Data records: Begin

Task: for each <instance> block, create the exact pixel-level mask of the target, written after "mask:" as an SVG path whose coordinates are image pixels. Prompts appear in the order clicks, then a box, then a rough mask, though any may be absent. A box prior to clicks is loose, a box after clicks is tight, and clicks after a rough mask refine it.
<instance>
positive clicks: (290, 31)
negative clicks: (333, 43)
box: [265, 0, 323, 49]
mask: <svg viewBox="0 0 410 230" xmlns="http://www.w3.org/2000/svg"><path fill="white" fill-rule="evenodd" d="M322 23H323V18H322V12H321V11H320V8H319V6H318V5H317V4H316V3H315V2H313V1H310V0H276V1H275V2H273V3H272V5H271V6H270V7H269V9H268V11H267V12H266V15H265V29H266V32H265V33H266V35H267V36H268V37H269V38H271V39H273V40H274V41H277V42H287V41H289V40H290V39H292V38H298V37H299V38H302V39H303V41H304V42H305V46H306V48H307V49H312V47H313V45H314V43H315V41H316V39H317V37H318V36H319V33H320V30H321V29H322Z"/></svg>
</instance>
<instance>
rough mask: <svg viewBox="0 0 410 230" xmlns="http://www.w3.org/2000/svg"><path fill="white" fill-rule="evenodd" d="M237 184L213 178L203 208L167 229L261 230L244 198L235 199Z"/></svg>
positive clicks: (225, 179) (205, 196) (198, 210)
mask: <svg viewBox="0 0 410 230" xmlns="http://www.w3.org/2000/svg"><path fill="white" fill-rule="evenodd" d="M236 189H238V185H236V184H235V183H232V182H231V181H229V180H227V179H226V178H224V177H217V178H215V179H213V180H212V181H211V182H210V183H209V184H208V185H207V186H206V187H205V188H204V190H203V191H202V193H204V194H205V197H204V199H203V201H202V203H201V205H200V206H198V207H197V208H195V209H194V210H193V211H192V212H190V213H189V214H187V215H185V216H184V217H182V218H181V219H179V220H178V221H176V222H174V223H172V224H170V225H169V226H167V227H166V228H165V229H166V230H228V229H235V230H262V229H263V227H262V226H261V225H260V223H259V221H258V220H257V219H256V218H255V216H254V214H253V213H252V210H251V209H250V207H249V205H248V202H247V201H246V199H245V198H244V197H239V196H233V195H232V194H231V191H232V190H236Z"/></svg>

Data records: End

Assignment:
Format all of the material above as a JSON list of strings, with each line as its own string and blank lines left out.

Response to the exercise:
[
  "Task: for each <instance> block, create the exact pixel-level mask of the target, written after \"mask:\" as an SVG path whose coordinates are image pixels. Prompts appear in the order clicks, then a box, then a rough mask, though any may be absent. A box prior to clicks is loose, a box after clicks is tight, and clicks after a rough mask refine it.",
  "<instance>",
  "positive clicks: (290, 31)",
  "negative clicks: (333, 43)",
  "box: [265, 0, 323, 49]",
  "mask: <svg viewBox=\"0 0 410 230\" xmlns=\"http://www.w3.org/2000/svg\"><path fill=\"white\" fill-rule=\"evenodd\" d=\"M322 23H323V18H322V12H321V11H320V8H319V6H318V5H317V4H316V3H315V2H313V1H310V0H276V1H275V2H273V3H272V5H271V6H270V7H269V9H268V11H267V12H266V15H265V29H266V32H265V33H266V35H267V36H268V37H269V38H271V39H273V40H274V41H277V42H287V41H289V40H290V39H292V38H298V37H299V38H302V39H303V41H304V42H305V46H306V48H307V49H312V47H313V45H314V43H315V41H316V39H317V37H318V36H319V33H320V30H321V29H322Z\"/></svg>",
  "</instance>",
  "<instance>",
  "rough mask: <svg viewBox=\"0 0 410 230\" xmlns=\"http://www.w3.org/2000/svg\"><path fill=\"white\" fill-rule=\"evenodd\" d=\"M237 184L213 178L203 208L167 229L261 230L244 198L235 199Z\"/></svg>",
  "positive clicks: (225, 179) (205, 196) (198, 210)",
  "mask: <svg viewBox=\"0 0 410 230\" xmlns=\"http://www.w3.org/2000/svg\"><path fill=\"white\" fill-rule=\"evenodd\" d=\"M236 189H238V185H236V184H235V183H232V182H231V181H229V180H227V179H226V178H224V177H217V178H215V179H213V180H212V181H211V182H210V183H209V184H208V185H207V186H206V187H205V188H204V190H203V191H202V193H204V194H205V197H204V199H203V201H202V203H201V205H200V206H198V207H197V208H195V209H194V210H193V211H192V212H190V213H189V214H187V215H185V216H184V217H182V218H181V219H179V220H178V221H176V222H174V223H172V224H170V225H169V226H167V227H166V228H165V229H166V230H228V229H235V230H262V229H263V227H262V226H261V225H260V223H259V221H258V220H257V219H256V218H255V216H254V214H253V213H252V210H251V209H250V207H249V205H248V202H247V201H246V199H245V198H244V197H239V196H233V195H232V194H231V191H232V190H236Z\"/></svg>"
]